April 17, 2023

Silver X Mining to Acquire Revenue-Virginius Mine Assets in Ouray, Colorado Out of Receivership

Vancouver, BC, April 17, 2023 – Silver X Mining Corp. (TSX-V: AGX) (OTCQB: AGXPF) (F: AGX) (“Silver X” or the “Company”) announces that it has entered into an asset purchase agreement (the “Agreement”) to acquire the Revenue-Virginius Mine (“RV Mine”) and certain related assets (collectively with the RV Mine, the “Assets”) located in the San Juan Mountains near Ouray, Colorado from Alliance Management LLC (the “Receiver”), as receiver under a court supervised receivership in Ouray County, Colorado (the “Acquisition”). The Acquisition remains subject to several closing conditions, including, without limitation, the approval of the District Court, Ouray County, State of Colorado (the “District Court”).

Highlights of the Acquisition

  • Acquisition of a silver project in the United States, which was previously built to a pre-production stage and was permitted for production prior to entering into receivership.
  • Low-cost acquisition with infrastructure in place and significant investment by previous owners. The Acquisition provides Silver X with an opportunity to advance the project through the pre-production stages with minimum capital deployment.
  • Capitalizes on proven expertise and synergies with Silver X’s team in Peru, where management has experience applying a modern lens to exploration and mechanizing narrow vein structures.

“The Revenue-Virginius Mine complements Silver X’s growth strategy by adding an advanced-stage exploration project to our pipeline at an attractive price,” stated José García, President and CEO of Silver X. “We believe that the project will benefit from our distinct approach to exploration aimed at generating value by reactivating past producing districts with good potential. While we remain focused on our core operations in Peru, our plan is to execute an exploration program over the next 12-18 months to confirm and strengthen the data and our understanding of the potential resource in advance of making a decision on how to best advance the project.”

Mr. García continued: “This acquisition presented us with a low-cost opportunity to acquire a project that has already benefitted from considerable investment. With good planning and minimal expenditures, we hope to be able to add value through exploration while diversifying and gaining exposure to the US, a stable, low-risk mining jurisdiction.”

Acquisition Summary

Subject to the approval of the District Court, the Assets will be acquired for aggregate consideration of US$4,500,000 payable as follows:

  • US$200,000 on signing of the Agreement
  • US$1,000,000 on closing of the Acquisition;
  • US$2,000,000 upon the occurrence of (i) the earlier to occur of the transfer or re-issue of key permits or commencement of exploration drilling, and (ii) negotiation of access arrangements with Ouray County; and
  • US$1,300,000 upon the conditions for the immediately preceding payment having been met and the occurrence of the earlier of the completion of a current technical report, or September 30, 2024.

At Silver X’s election on or before May 24, 2023, Silver X has the right to elect to pay the purchase price in full on or before May 31, 2023, and, if so elected, the purchase price will be reduced by US$1 million to US$3.5 million.

▶ _REQUIRED ACTIONS_:
**a)** What total consideration does the mine acquisition announcement give for the Assets?
**b)** Using the mine acquisition announcement, explain why Silver X expects to move the project through the pre-production stages with minimum capital deployment.
The lines after this point have no connection to the mine acquisition announcement.

▶ _SUPPLIED MATERIAL_:
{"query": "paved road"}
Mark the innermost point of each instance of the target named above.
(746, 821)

▶ _EXERCISE SOLUTIONS_:
**a)** US$4,500,000

**b)** The project already has infrastructure in place, and previous owners made significant investment in it. It was built to a pre-production stage and permitted for production before it entered receivership.